Present the records below as a Markdown table with the columns "No." and "Line", one numbered row per line. Skip blank lines and leave out the pictures.

Records from a point-labeling set:
## Start

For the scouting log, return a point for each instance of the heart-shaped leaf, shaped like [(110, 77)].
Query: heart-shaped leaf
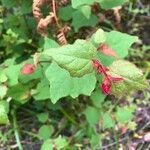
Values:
[(76, 58)]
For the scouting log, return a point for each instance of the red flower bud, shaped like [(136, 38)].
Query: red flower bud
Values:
[(95, 63), (28, 69), (106, 86), (115, 78)]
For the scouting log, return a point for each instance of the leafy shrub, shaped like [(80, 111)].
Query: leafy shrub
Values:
[(47, 68)]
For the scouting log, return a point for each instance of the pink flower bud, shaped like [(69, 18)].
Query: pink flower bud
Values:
[(28, 69), (95, 63), (115, 78), (106, 86)]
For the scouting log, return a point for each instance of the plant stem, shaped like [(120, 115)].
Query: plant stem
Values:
[(16, 131)]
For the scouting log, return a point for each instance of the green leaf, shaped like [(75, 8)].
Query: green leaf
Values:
[(98, 98), (42, 91), (26, 6), (62, 84), (3, 77), (76, 3), (12, 73), (79, 20), (86, 10), (60, 142), (133, 78), (108, 4), (49, 43), (108, 122), (35, 75), (8, 3), (120, 42), (47, 145), (42, 117), (45, 131), (3, 112), (3, 91), (124, 114), (92, 115), (95, 141), (65, 13), (19, 92), (74, 58), (98, 37)]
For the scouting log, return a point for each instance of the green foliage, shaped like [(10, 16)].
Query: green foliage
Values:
[(64, 91), (132, 77), (4, 108), (107, 4), (45, 131), (62, 84), (75, 58), (92, 115), (124, 114)]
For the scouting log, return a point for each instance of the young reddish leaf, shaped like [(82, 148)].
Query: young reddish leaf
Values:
[(28, 69), (104, 48)]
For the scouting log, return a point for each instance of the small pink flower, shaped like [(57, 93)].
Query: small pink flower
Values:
[(96, 63), (28, 69), (106, 86), (115, 78)]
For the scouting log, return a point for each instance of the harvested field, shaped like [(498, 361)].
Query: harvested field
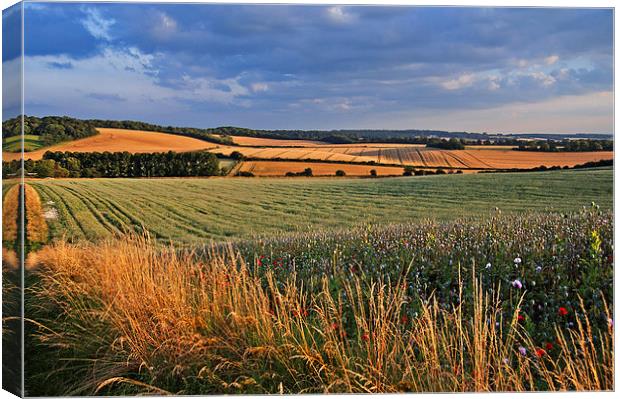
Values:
[(134, 141), (274, 168), (528, 159), (316, 153), (261, 142), (426, 157)]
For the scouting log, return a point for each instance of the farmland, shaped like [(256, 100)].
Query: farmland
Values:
[(329, 312), (225, 208), (112, 140), (261, 142), (273, 168), (13, 144), (386, 154), (422, 157)]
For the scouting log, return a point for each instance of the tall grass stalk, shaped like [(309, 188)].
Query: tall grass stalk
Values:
[(128, 316)]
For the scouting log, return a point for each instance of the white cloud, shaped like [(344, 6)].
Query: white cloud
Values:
[(590, 112), (543, 78), (259, 86), (127, 74), (97, 25), (552, 59), (494, 83), (464, 80), (339, 14)]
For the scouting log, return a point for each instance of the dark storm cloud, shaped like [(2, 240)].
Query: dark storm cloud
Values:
[(233, 63)]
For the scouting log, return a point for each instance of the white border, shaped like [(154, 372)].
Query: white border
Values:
[(476, 3)]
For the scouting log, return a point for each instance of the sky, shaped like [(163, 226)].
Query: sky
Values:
[(496, 70)]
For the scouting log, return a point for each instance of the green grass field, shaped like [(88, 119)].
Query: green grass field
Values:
[(31, 143), (192, 210)]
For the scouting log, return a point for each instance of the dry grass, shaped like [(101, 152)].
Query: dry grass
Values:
[(267, 168), (36, 226), (487, 158), (191, 326), (530, 159), (258, 141), (134, 141), (10, 261), (10, 210)]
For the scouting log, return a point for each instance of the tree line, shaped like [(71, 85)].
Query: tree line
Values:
[(50, 129), (117, 164), (566, 145)]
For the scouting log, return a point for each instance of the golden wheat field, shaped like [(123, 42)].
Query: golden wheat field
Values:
[(262, 142), (274, 168), (424, 157), (473, 157), (112, 140)]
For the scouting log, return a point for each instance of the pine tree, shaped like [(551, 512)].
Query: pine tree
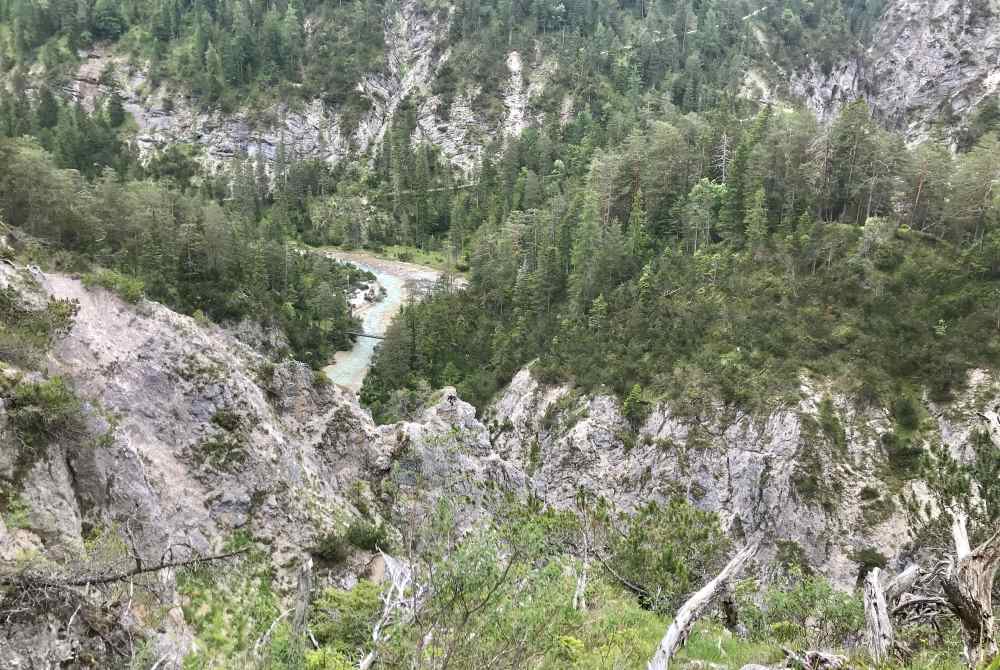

## End

ANSWER TO THIS EXERCISE:
| No. | Line |
|---|---|
| 1 | For the scouting log, return a point for each instance of the heart-shaped leaf, shaped like [(110, 77)]. |
| 2 | Query: heart-shaped leaf |
| 3 | Values: |
| 4 | [(76, 58)] |
| 5 | For the scouting log, return a point for each instance of the red flower bud, shaped like [(136, 38)]. |
| 6 | Query: red flower bud |
| 7 | Values: |
| 8 | [(95, 63), (28, 69), (106, 86), (115, 78)] |
| 9 | For the scouting log, return a point for each instance of the leafy shrub, shaped like [(80, 111)]. |
| 10 | Query: leafy shrub |
| 11 | Values: |
| 12 | [(47, 68)] |
| 13 | For the scouting log, return a point for each instance of the pink flower bud, shaped like [(69, 18)]. |
| 14 | Query: pink flower bud |
| 15 | Values: |
| 16 | [(28, 69), (95, 63), (115, 78), (106, 86)] |
| 17 | For the scouting log, return a point for each instance of the plant stem, shaped like [(120, 115)]. |
| 18 | Query: plant stem |
| 19 | Values: |
| 20 | [(16, 131)] |
| 21 | For the scouting log, return a point for each instance of the green leaf, shaped like [(75, 8)]. |
| 22 | Query: green leaf |
| 23 | Values: |
| 24 | [(98, 98), (42, 91), (26, 6), (62, 84), (3, 77), (76, 3), (12, 73), (79, 20), (86, 10), (60, 142), (133, 78), (108, 4), (49, 43), (108, 122), (35, 75), (8, 3), (120, 42), (47, 145), (42, 117), (45, 131), (3, 112), (3, 91), (124, 114), (92, 115), (95, 141), (65, 13), (19, 92), (74, 58), (98, 37)] |
| 25 | For the scouting log, return a point for each instance of the green foliage, shaped like [(10, 16)]. |
| 26 | Query: green foliage |
| 27 | Values: |
| 28 | [(64, 91), (132, 77), (4, 108), (107, 4), (45, 131), (62, 84), (75, 58), (92, 115), (124, 114)] |
| 29 | For the scouting log, return a point for each instance of the young reddish leaf, shaped like [(82, 148)]. |
| 30 | Query: young reddish leaf |
| 31 | Values: |
| 32 | [(28, 69), (104, 48)] |
| 33 | For the scouting log, return a point for each instance of the small pink flower, shaped like [(57, 93)]. |
| 34 | Query: small pink flower |
| 35 | Values: |
| 36 | [(96, 63), (28, 69), (106, 86), (115, 78)] |
| 37 | For the scouting log, return a point for each instance of the harvested field, shaped like [(498, 361)]. |
| 38 | Query: harvested field |
| 39 | Values: |
| 40 | [(134, 141), (274, 168), (528, 159), (316, 153), (261, 142), (426, 157)] |
| 41 | For the scouting log, return a point for each instance of the farmland, shaped like [(256, 100)]. |
| 42 | Query: farmland |
| 43 | Values: |
| 44 | [(329, 312), (225, 208), (112, 140), (261, 142), (273, 168), (13, 144), (386, 154), (422, 157)] |
| 45 | For the scouting log, return a point for each instance of the tall grass stalk, shaped like [(309, 188)]. |
| 46 | Query: tall grass stalk |
| 47 | Values: |
| 48 | [(128, 316)] |
| 49 | For the scouting log, return a point for each instance of the white cloud, shaped like [(344, 6)]. |
| 50 | Query: white cloud |
| 51 | Values: |
| 52 | [(590, 112), (543, 78), (259, 86), (127, 74), (97, 25), (552, 59), (494, 83), (464, 80), (339, 14)] |
| 53 | For the scouting log, return a point for each instance of the dark storm cloud, shaped like [(2, 240)]. |
| 54 | Query: dark storm cloud |
| 55 | Values: |
| 56 | [(233, 63)] |
| 57 | For the scouting log, return a point for each instance of the white border, shaped like [(154, 372)]. |
| 58 | Query: white border |
| 59 | Values: |
| 60 | [(476, 3)] |
| 61 | For the scouting log, return a point for each instance of the sky, shaped like [(163, 226)]. |
| 62 | Query: sky |
| 63 | Values: |
| 64 | [(496, 70)] |
| 65 | For the scouting log, return a point for each instance of the green grass field, shaped like [(88, 119)]. |
| 66 | Query: green grass field |
| 67 | Values: |
| 68 | [(31, 143), (192, 210)] |
| 69 | For the scouting log, return a point for each instance of the dry grass, shaped like [(101, 152)]. |
| 70 | Query: dry grass |
| 71 | Values: |
| 72 | [(267, 168), (36, 226), (487, 158), (191, 326), (530, 159), (258, 141), (134, 141), (10, 261), (10, 210)] |
| 73 | For the scouting log, return a point for each instance of the tree line, shaped like [(71, 85)]. |
| 74 | Query: tree line |
| 75 | Values: |
| 76 | [(50, 129), (117, 164), (566, 145)] |
| 77 | For the scouting log, return a point for each instance of the golden wheat field, shaped like [(123, 42)]. |
| 78 | Query: golden wheat field |
| 79 | Values: |
| 80 | [(262, 142), (274, 168), (424, 157), (473, 157), (112, 140)] |
| 81 | For the scouting log, return a point for each instance of the pine tree, shaped like [(551, 512)]. |
| 82 | Query: pine tree |